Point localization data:
----
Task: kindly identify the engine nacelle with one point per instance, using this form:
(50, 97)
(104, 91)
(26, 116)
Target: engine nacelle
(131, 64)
----
Give back all the data exactly as it was written.

Task: kindly identify the engine nacelle with one point per instance, using this form:
(50, 97)
(104, 91)
(26, 116)
Target: engine nacelle
(131, 64)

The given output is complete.